● **ACTIVITY**
Please give back the listing exactly as it reads.

>>>>>

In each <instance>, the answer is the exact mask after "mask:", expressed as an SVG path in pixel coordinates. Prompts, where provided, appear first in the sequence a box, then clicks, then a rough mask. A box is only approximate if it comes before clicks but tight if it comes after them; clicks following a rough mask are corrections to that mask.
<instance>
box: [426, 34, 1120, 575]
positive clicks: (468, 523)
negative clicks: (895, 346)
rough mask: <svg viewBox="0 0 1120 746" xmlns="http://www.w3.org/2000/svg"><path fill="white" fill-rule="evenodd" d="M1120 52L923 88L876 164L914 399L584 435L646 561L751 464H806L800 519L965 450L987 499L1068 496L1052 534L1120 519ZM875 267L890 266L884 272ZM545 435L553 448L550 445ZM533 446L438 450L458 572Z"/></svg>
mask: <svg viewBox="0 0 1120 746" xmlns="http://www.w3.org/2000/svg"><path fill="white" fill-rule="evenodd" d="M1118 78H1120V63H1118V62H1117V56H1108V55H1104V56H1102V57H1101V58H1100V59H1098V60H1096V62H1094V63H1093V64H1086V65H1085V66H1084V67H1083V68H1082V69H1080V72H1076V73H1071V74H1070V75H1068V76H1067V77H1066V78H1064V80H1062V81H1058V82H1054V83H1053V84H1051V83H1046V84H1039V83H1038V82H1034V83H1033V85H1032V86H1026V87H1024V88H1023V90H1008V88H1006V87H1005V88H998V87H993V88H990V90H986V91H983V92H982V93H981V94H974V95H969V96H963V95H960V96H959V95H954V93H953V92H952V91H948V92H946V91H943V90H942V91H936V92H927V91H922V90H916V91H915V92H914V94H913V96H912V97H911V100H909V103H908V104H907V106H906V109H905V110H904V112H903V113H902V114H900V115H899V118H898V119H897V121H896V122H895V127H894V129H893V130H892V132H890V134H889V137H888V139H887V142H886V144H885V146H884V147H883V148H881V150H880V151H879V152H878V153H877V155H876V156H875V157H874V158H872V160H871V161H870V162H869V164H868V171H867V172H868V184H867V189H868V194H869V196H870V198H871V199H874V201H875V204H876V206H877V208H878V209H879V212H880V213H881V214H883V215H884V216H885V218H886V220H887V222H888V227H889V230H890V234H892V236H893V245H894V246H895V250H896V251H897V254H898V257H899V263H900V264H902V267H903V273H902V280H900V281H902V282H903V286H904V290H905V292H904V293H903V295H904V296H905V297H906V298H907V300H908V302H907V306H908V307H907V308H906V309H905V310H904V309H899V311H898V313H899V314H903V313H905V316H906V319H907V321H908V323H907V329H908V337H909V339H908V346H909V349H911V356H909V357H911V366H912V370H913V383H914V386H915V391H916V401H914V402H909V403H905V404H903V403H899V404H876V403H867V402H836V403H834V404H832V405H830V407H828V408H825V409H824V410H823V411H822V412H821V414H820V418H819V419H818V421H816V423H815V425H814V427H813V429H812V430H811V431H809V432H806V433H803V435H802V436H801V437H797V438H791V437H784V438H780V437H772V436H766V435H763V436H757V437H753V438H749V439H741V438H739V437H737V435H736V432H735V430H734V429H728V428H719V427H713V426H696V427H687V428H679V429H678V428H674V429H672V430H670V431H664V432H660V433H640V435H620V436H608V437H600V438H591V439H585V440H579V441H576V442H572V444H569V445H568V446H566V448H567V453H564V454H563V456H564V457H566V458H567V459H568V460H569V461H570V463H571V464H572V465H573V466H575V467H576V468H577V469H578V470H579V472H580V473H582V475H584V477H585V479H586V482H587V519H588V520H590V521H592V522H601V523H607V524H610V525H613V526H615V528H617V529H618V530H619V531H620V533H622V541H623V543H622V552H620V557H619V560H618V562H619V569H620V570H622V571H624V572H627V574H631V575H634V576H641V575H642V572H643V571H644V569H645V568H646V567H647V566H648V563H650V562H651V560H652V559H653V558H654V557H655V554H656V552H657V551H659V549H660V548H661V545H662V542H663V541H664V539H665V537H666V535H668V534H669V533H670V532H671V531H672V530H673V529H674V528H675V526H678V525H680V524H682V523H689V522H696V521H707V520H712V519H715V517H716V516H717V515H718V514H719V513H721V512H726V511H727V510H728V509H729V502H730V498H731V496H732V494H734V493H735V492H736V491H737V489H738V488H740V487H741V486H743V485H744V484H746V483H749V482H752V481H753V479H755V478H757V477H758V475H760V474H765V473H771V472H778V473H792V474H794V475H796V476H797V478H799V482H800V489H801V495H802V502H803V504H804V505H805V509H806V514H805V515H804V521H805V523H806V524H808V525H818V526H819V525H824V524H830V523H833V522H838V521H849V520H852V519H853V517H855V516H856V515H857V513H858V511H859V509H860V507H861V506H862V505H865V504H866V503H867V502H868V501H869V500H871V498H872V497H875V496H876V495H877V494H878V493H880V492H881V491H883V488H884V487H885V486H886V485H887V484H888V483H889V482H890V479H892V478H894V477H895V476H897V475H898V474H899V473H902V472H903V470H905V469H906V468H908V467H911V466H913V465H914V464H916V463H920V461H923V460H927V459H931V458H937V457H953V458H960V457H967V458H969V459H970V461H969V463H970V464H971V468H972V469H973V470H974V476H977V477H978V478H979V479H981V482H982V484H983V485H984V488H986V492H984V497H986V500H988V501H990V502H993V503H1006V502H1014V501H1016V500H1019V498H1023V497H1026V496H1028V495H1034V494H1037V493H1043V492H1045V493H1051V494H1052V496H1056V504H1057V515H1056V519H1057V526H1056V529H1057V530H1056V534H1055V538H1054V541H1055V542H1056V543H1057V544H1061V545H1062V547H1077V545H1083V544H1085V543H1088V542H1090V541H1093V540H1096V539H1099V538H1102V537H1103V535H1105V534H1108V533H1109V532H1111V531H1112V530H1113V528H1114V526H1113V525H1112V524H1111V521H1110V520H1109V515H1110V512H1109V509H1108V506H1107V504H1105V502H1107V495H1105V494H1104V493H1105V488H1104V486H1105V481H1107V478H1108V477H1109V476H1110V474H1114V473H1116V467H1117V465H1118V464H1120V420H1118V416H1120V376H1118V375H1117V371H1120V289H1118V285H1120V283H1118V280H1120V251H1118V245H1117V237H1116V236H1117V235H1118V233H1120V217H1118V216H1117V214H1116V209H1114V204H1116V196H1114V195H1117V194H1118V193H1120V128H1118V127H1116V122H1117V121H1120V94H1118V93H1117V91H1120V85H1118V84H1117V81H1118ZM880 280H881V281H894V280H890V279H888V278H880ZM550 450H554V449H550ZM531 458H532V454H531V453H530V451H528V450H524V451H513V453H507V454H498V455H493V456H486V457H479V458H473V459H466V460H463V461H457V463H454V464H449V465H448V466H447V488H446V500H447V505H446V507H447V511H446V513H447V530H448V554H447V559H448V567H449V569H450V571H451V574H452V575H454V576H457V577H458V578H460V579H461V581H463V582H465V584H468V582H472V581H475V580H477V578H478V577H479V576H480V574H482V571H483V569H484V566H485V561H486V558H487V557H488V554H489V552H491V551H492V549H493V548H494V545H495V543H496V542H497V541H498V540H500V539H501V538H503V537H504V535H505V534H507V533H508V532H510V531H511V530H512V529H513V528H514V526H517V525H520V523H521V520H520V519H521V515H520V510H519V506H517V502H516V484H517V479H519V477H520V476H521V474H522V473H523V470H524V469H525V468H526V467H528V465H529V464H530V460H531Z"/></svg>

<<<<<

● **TASK OUTPUT**
In each <instance>, the answer is the exact mask after "mask:", expressed as an SVG path in pixel coordinates. Prompts, where provided, appear first in the sequence a box, then clicks, then a rough mask. A box is only approximate if it comes before clicks but tight if it comes after them; clicks following a rough mask are corrections to that mask.
<instance>
box: [426, 34, 1120, 575]
positive clicks: (468, 523)
negative clicks: (895, 346)
rough mask: <svg viewBox="0 0 1120 746" xmlns="http://www.w3.org/2000/svg"><path fill="white" fill-rule="evenodd" d="M1120 52L923 88L876 164L914 399L584 435L646 561L751 464H806L800 519L965 450L987 499L1068 496L1052 534L1120 519ZM875 267L890 266L884 272ZM545 435L553 448L550 445ZM533 446L438 450L458 572Z"/></svg>
mask: <svg viewBox="0 0 1120 746" xmlns="http://www.w3.org/2000/svg"><path fill="white" fill-rule="evenodd" d="M1118 78H1120V63H1118V62H1117V56H1108V55H1104V56H1102V57H1101V58H1100V59H1098V60H1096V62H1094V63H1093V64H1086V65H1085V66H1084V67H1083V68H1082V69H1080V72H1076V73H1071V74H1070V75H1068V76H1067V77H1066V78H1064V80H1062V81H1058V82H1054V83H1053V84H1051V83H1046V84H1039V83H1038V82H1034V83H1033V85H1032V86H1026V87H1024V88H1023V90H1008V88H1006V87H1005V88H998V87H993V88H990V90H986V91H983V92H982V93H981V94H974V95H969V96H963V95H960V96H959V95H954V93H953V92H952V91H948V92H946V91H943V90H942V91H936V92H927V91H922V90H916V91H915V92H914V94H913V96H912V97H911V100H909V103H908V104H907V106H906V109H905V110H904V112H903V113H902V114H900V115H899V118H898V119H897V121H896V122H895V127H894V129H893V130H892V132H890V134H889V137H888V139H887V142H886V144H885V146H884V147H883V148H881V150H880V151H879V152H878V153H877V155H876V156H875V157H874V158H872V160H871V161H870V162H869V164H868V171H867V172H868V184H867V189H868V194H869V196H870V198H871V199H874V201H875V204H876V206H877V208H878V209H879V212H880V213H881V214H883V215H884V216H885V218H886V220H887V222H888V227H889V230H890V234H892V236H893V245H894V246H895V250H896V251H897V254H898V257H899V263H900V264H902V267H903V273H902V280H900V281H902V282H903V286H904V290H905V292H904V293H903V295H904V296H905V297H906V298H907V300H908V302H907V306H908V307H907V308H906V309H905V310H904V309H899V311H898V313H899V314H903V313H905V316H906V319H907V321H908V323H907V329H908V337H909V339H908V346H909V349H911V356H909V357H911V366H912V370H913V383H914V386H915V391H916V401H914V402H909V403H905V404H903V403H899V404H876V403H867V402H836V403H834V404H832V405H830V407H828V408H825V409H824V410H823V411H822V412H821V414H820V418H819V419H818V421H816V423H815V425H814V427H813V429H812V430H811V431H809V432H806V433H803V435H802V436H801V437H797V438H791V437H784V438H780V437H772V436H766V435H763V436H757V437H753V438H749V439H741V438H739V437H737V435H736V432H735V430H734V429H728V428H719V427H713V426H696V427H687V428H679V429H678V428H674V429H672V430H670V431H664V432H660V433H640V435H620V436H608V437H600V438H591V439H585V440H579V441H576V442H572V444H569V445H568V446H566V448H567V453H564V454H563V456H564V457H566V458H567V459H568V460H569V461H570V463H571V464H572V465H573V466H575V467H576V468H577V469H578V470H579V472H580V473H582V475H584V477H585V479H586V482H587V519H588V520H590V521H592V522H601V523H607V524H610V525H613V526H615V528H617V529H618V530H619V531H620V533H622V541H623V543H622V552H620V557H619V560H618V562H619V569H620V570H622V571H624V572H627V574H631V575H634V576H641V575H642V572H643V571H644V569H645V568H646V567H647V566H648V563H650V562H651V560H652V559H653V558H654V557H655V554H656V552H657V551H659V549H660V548H661V545H662V542H663V541H664V539H665V537H666V535H668V534H669V533H670V532H671V531H672V530H673V529H674V528H675V526H678V525H680V524H682V523H689V522H696V521H707V520H712V519H715V517H716V516H717V515H718V514H719V513H721V512H726V511H727V510H728V509H729V502H730V498H731V496H732V494H734V493H735V492H736V491H737V489H738V488H740V487H741V486H743V485H744V484H746V483H749V482H752V481H753V479H755V478H757V477H758V475H760V474H765V473H771V472H778V473H792V474H794V475H796V476H797V478H799V482H800V489H801V495H802V502H803V504H804V505H805V509H806V514H805V515H804V521H805V523H806V524H808V525H818V526H819V525H824V524H830V523H833V522H838V521H849V520H852V519H853V517H855V516H856V515H857V513H858V511H859V509H860V507H861V506H862V505H865V504H866V503H867V502H868V501H869V500H871V498H872V497H875V496H876V495H877V494H878V493H880V492H881V491H883V488H884V487H885V486H886V485H887V484H888V483H889V482H890V479H892V478H894V477H895V476H897V475H898V474H899V473H902V472H903V470H905V469H906V468H908V467H911V466H913V465H914V464H916V463H920V461H923V460H927V459H931V458H937V457H953V458H960V457H967V458H969V459H970V461H969V463H970V464H971V468H972V469H973V470H974V476H977V477H978V478H979V479H981V482H982V484H983V485H984V488H986V492H984V497H986V500H988V501H990V502H993V503H1006V502H1014V501H1016V500H1019V498H1023V497H1026V496H1028V495H1034V494H1037V493H1043V492H1045V493H1051V494H1052V496H1056V504H1057V515H1056V519H1057V526H1056V529H1057V530H1056V534H1055V538H1054V541H1055V542H1056V543H1057V544H1061V545H1062V547H1077V545H1083V544H1085V543H1088V542H1090V541H1093V540H1096V539H1099V538H1102V537H1103V535H1105V534H1108V533H1109V532H1111V531H1112V530H1113V528H1114V526H1113V525H1112V524H1111V521H1110V520H1109V515H1110V512H1109V509H1108V506H1107V504H1105V502H1107V495H1105V494H1104V493H1105V488H1104V486H1105V481H1107V478H1108V477H1109V476H1110V474H1114V473H1116V467H1117V465H1118V464H1120V420H1118V416H1120V376H1118V375H1117V371H1120V289H1118V285H1120V283H1118V280H1120V251H1118V245H1117V237H1116V236H1117V235H1118V233H1120V217H1118V216H1117V214H1116V209H1114V204H1116V196H1114V195H1117V194H1118V193H1120V128H1118V127H1116V122H1117V121H1120V94H1118V93H1117V91H1120V85H1118V84H1117V81H1118ZM880 280H881V281H894V280H890V279H888V278H880ZM550 450H554V449H550ZM531 458H532V454H531V453H530V451H528V450H524V451H513V453H507V454H498V455H493V456H486V457H479V458H473V459H466V460H463V461H457V463H454V464H449V465H448V466H447V488H446V500H447V505H446V507H447V511H446V513H447V530H448V554H447V559H448V567H449V569H450V571H451V574H452V575H454V576H457V577H458V578H460V579H461V581H463V582H465V584H468V582H472V581H475V580H477V578H478V577H479V576H480V574H482V571H483V569H484V566H485V561H486V558H487V557H488V554H489V552H491V551H492V549H493V548H494V545H495V543H496V542H497V541H498V540H500V539H501V538H503V537H504V535H505V534H507V533H508V532H510V531H511V530H512V529H513V528H514V526H517V525H520V523H521V520H520V519H521V515H520V510H519V506H517V502H516V484H517V479H519V477H520V476H521V474H522V473H523V470H524V469H525V468H526V467H528V465H529V464H530V460H531Z"/></svg>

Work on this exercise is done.